* Goal:
Exactly reproduce each line of the listing that follows.

* Data for processing:
╭──
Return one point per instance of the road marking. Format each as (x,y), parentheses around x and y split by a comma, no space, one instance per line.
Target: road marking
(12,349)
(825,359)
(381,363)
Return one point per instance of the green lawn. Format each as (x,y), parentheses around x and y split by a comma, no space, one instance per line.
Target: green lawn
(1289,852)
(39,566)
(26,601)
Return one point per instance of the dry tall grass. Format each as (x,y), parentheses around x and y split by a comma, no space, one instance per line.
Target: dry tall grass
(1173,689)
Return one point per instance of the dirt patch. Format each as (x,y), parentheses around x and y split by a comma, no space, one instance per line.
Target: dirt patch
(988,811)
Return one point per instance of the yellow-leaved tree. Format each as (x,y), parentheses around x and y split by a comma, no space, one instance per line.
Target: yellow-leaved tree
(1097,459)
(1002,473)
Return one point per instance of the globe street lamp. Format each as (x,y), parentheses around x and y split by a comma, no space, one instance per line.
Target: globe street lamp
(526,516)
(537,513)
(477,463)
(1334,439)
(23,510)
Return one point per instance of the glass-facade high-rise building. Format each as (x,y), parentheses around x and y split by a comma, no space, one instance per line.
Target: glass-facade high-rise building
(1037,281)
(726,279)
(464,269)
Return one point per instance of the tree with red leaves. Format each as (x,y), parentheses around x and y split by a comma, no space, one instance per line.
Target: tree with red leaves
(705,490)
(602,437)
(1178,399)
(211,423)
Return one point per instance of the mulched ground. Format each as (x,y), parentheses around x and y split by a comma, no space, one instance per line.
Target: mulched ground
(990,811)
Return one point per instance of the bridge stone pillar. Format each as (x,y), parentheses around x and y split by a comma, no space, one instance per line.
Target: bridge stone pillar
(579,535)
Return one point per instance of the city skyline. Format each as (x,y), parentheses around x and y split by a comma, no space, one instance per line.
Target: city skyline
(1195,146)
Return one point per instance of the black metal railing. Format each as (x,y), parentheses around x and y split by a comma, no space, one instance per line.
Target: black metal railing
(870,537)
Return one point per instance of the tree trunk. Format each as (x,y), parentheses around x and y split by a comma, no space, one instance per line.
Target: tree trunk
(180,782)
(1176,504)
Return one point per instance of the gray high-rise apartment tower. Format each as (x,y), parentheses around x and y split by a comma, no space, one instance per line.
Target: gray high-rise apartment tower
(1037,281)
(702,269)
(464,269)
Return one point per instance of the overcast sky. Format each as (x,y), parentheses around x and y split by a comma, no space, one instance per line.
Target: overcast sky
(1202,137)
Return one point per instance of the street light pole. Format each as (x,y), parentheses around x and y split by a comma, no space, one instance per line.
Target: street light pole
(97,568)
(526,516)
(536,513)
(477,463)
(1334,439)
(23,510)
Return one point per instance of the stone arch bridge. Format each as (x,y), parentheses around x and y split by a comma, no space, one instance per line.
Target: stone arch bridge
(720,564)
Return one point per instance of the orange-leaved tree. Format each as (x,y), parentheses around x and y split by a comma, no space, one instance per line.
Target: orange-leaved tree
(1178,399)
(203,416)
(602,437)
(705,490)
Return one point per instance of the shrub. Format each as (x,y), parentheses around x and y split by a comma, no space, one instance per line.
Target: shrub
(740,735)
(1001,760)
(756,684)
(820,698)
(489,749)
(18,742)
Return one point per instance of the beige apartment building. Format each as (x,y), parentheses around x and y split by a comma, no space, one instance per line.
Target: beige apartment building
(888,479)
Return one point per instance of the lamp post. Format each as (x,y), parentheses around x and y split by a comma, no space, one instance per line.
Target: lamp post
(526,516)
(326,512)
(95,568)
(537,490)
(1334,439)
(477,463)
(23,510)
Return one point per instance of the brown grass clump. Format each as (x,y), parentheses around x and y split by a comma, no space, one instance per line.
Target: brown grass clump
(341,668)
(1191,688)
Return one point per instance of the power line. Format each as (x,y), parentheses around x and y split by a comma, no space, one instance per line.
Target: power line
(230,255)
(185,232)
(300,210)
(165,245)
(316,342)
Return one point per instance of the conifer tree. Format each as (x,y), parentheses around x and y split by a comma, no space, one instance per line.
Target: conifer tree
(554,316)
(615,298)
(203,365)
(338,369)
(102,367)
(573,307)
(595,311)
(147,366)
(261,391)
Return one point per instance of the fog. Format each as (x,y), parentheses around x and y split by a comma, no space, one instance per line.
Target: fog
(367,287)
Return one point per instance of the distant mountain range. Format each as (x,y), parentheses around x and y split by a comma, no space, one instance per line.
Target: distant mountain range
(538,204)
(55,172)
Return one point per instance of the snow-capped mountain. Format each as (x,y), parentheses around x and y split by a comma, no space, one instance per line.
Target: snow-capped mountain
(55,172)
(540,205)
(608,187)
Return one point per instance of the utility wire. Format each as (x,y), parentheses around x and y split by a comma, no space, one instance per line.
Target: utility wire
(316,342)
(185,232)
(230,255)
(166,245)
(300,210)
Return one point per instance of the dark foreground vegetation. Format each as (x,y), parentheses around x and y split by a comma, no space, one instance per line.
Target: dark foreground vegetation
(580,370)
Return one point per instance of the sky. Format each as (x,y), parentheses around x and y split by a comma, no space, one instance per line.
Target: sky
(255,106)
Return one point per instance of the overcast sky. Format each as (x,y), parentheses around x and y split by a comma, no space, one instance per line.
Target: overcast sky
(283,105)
╰──
* Exercise solution:
Return one point per instance of the road marking. Format each as (x,y), parentheses around x and y split by a comma, no space, one instance per line.
Target: road marking
(12,349)
(825,359)
(381,363)
Return one point per instance of the green lawn. Format each as (x,y), parentheses around x and y split by a comma, no space, one instance per line.
Target: green lawn
(1289,852)
(39,566)
(26,601)
Return one point per instance of the dry tall grass. Format each as (x,y), parentheses around x and y split by a comma, no space, one instance per line.
Target: dry tall grass
(1173,689)
Return one point per instance of the dirt patch. Format each as (x,y), parentheses around x and y split by a comma, no space, one instance per line.
Target: dirt patch
(988,811)
Return one point per instance of the yellow-leaved tree. Format each as (x,y), parentheses around x and y split by a comma, no space, one instance per line.
Target: yellow-leaved tree
(1097,459)
(1002,473)
Return one point per instance of the globe street lamp. Format each as (x,y), parentheses around x and y split by a comma, no space, one instance per line.
Target: globe street lamp
(526,516)
(537,513)
(477,463)
(1334,439)
(23,510)
Return one point per instance of the glass-facade high-rise building. Format each as (x,y), parentheses around x and y split by a comma, no space, one instance per line.
Target: glass-facade high-rise building
(1037,281)
(726,279)
(464,269)
Return one point per instance of the tree with red leaves. Format each as (x,y), parentheses around x and y split by a comma, no space, one instance per line.
Target: tree with red leaves
(705,490)
(602,437)
(1178,399)
(211,423)
Return one point per instance of the mulched ground. Format each as (x,y), parentheses around x and y split by a comma, no space, one instance per line.
Target: mulched ground
(990,811)
Return one point per instance of the bridge stone pillar. Format each as (x,y), parentheses around x and y split by a comma, no space, one instance per line.
Target: bridge stone pillar
(579,535)
Return one point per instance of the city skyline. Format each as (x,y), parentheses around x and y split by a comma, no space, one instance per line.
Target: city skyline
(1195,146)
Return one point per instance of the black metal railing. Format each as (x,y), parentheses around x and y split by a comma, no space, one instance per line.
Target: black metal railing
(870,537)
Return one point per instance of the tree trunk. Format each as (x,y), parentheses around x and y split by a comma, no space, one instance per line.
Target: tree trunk
(180,782)
(1176,504)
Return one point per instance of the gray high-rise apartment tower. Format each as (x,y), parentheses around x and y split by a comma, no space, one instance per line.
Target: gray high-rise apartment tower
(1037,281)
(702,269)
(464,269)
Return one point per instance of the overcast sky. Format each as (x,y), parentheses around x and y split by a comma, no space, one instance per line.
Target: overcast sky
(1202,137)
Return one point per instance of the street light pole. Format each as (x,y), parentheses around x and y split by a comma, no space, one instance per line.
Target: street light pole
(97,568)
(526,516)
(536,513)
(477,463)
(1334,439)
(23,510)
Return one point per instance of the stone arch bridge. Format each as (x,y), parentheses around x and y split by a comma, no space, one instance per line.
Target: stone arch bridge
(720,564)
Return one point per instance of the orange-leaved tree. Format each as (x,y), parentheses around x and y split by a comma, no space, one instance per line.
Target: orange-leaved tree
(1178,399)
(203,416)
(602,437)
(705,490)
Return one point per instance of the shrub. Format each as (x,y), parentheses around x and y split by a comma, no space, one instance per line.
Target: shrub
(740,735)
(1001,760)
(756,684)
(820,698)
(489,749)
(18,742)
Return one point per instance of the beige apartment building. Format each as (x,y), parentheses around x and y split by a comma, no space, one instance per line.
Target: beige apartment building
(888,479)
Return one point per instance of the lamp post. Format each as (x,y), parentheses around x and y split by a comma, no space, one instance per line.
Target: lamp post
(526,516)
(326,512)
(95,568)
(537,490)
(1334,439)
(477,463)
(23,510)
Return one point per instance of the brown grass clump. Format each as (x,y), parentheses around x and y split by a comma, no space, one instance per line.
Target: brown grass clump
(341,668)
(1191,688)
Return one point per instance of the power line. Format each as (x,y), parentheses around x and y split by a comma, no space, one instance per line.
Target: power line
(230,255)
(185,232)
(300,210)
(165,245)
(316,342)
Return one point per instance of the conifer tree. Format each as (x,y), parentheses around x and y split by a comma, no space, one instance per line.
Target: conifer tree
(554,316)
(615,298)
(203,365)
(338,369)
(102,367)
(573,307)
(595,311)
(147,366)
(261,391)
Return one point per instance of the fog. Format each as (x,y), parentheses around x and y split by a comma, no space, one instance per line.
Target: fog
(367,287)
Return one point per instance of the distant mountain range. Format each as (x,y), parentheses around x and y split by a comma, no space, one instance per line.
Target: distant mountain range
(538,204)
(55,172)
Return one point per instance of the snow-capped mountain. Format each as (x,y), parentheses around x and y split by a comma, no space, one instance per line.
Target: snow-capped mountain
(55,172)
(540,205)
(608,187)
Return one point per instance of the utility wire. Format each as (x,y), parentheses around x and y split by a comma, no space, one instance per line.
Target: utility wire
(316,342)
(185,232)
(230,255)
(166,245)
(300,210)
Return one point per instance of the dark foreground vegetation. Format each as (x,y), parentheses around x and y split by a comma, no space, one instance per line.
Target: dark foreground vegetation
(580,370)
Return one point per instance of the sky. Format each as (x,y), parentheses around x and y split by a comma, no space, one instance per line.
Target: sky
(255,106)
Return one point per instance of the overcast sky. Format each as (x,y), parentheses around x and y split by a comma, no space, one instance per line.
Target: overcast sky
(283,105)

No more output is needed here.